## PASSAGE TO READ
++++
FIG. 1 is a generally schematic view of a known solutioning system used for making flash spun spunbonded olefin;
FIG. 2 is a generally schematic view of the preferred embodiment of the new solutioning system according to the present invention;
FIG. 3 is a detailed cross sectional view of a first preferred embodiment of the mechanical mixer which comprises a portion of the new solutioning system of the present invention;
FIG. 4 is a detailed cross sectional view similar to FIG. 3 of a second preferred embodiment of the mechanical mixer;
FIG. 5 is an enlarged detailed cross sectional view of a portion of the mechanical mixer taken along the line 5—5 in FIG. 3, particularly illustrating the improved arrangement for injecting spin agent into the mechanical mixer;
FIG. 6 is a cross sectional view of the spin agent injection arrangement taken along the line 6—6 in FIG. 5;
FIG. 7 is cross sectional view similar to FIG. 6 illustrating an alternative embodiment of the injection arrangement;
FIG. 8 is an elevational view of a single mixer section from the mechanical mixer; and
FIG. 9 is an elevational view of a second mixer section from the mechanical mixer:
Turning now to the drawing figures, the preferred embodiment of a solutioning system, generally indicated by the number 100, is schematically illustrated in FIG. 2. The solutioning system 100 is used to create a homogenous solution of polyolefin fiber forming polymer and a suitable spin agent for flash spinning plexifilaments in a spin cell 170. The solutioning system 100 is an integrated system in that it combines a number of components and subsystems which cooperate to provide a high pressure, high temperature environment for forming a uniform solution which is suitable for flash spinning plexifilaments.
As illustrated in FIG. 2, the solution system 100 includes a hopper 110 for storage and delivery of the polyolefin pellets. The pellets are provided to one end of an extruder 120 to heat and melt the pellets. In the preferred embodiment, the extruder 120 is a conventional twin screw design including an elongate tubular pressure chamber 121 with a pair of screws 122 arranged to carry the polymer along the chamber 121 while squeezing and compressing the same. The screws 122 include helical auger-like flights 126 on a shaft which is driven by a powerful motor 124. At the end of the chamber 121, the polymer emerges as a continuous, molten mass of very thick, highly viscous fluid material.
The molten polyolefin is then directed to a gear pump 130. The gear pump 130 is of conventional design to convey a thick fluid at a range of predetermined rates. In the solutioning system 100, the gear pump 130 pushes the molten polyolefin at a predetermined rate through the remainder of solution system 100 and also provides the high pressures that are required to form the homogeneous solution. From the gear pump 130, the molten polymer is then directed into the end of a mechanical mixer 140.
++++
## ENTRIES PROVIDED
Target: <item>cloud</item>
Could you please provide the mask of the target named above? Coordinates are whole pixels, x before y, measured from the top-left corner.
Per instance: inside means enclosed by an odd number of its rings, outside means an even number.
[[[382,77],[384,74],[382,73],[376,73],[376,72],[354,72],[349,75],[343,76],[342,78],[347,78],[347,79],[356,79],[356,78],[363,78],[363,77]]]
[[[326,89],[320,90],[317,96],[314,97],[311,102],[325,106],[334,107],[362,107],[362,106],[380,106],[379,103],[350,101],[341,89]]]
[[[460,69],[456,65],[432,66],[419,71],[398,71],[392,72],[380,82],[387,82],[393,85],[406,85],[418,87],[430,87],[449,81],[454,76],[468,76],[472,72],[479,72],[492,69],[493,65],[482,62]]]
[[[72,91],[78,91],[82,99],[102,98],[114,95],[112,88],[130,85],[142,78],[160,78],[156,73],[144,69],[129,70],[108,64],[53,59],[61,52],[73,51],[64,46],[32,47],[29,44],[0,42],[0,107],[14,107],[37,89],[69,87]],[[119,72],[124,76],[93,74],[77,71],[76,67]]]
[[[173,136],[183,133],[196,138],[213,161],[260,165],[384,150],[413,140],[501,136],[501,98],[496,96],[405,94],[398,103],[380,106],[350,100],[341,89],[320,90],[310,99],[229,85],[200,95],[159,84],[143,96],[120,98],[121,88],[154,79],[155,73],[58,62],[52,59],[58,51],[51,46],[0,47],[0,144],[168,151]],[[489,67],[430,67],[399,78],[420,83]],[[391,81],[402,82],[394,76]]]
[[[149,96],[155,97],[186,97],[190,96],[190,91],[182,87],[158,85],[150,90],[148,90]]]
++++
## SET OF TASKS
a) Using the solutioning system passage, decide whether each statement agrees with it: (i) The extruder has two screws. (ii) The gear pump heats and melts the polyolefin pellets. (iii) FIG. 8 shows two mixer sections from the mechanical mixer. For each, answer yes or no and quote the deciding words.
b) According to the solutioning system passage, where is the molten polymer sent after it leaves the gear pump?

## LIST OF SOLUTIONS
a)
(i) Yes: "the extruder 120 is a conventional twin screw design including an elongate tubular pressure chamber 121 with a pair of screws 122"
(ii) No: "The pellets are provided to one end of an extruder 120 to heat and melt the pellets."
(iii) No: "FIG. 8 is an elevational view of a single mixer section from the mechanical mixer"

b) It goes into the end of a mechanical mixer 140.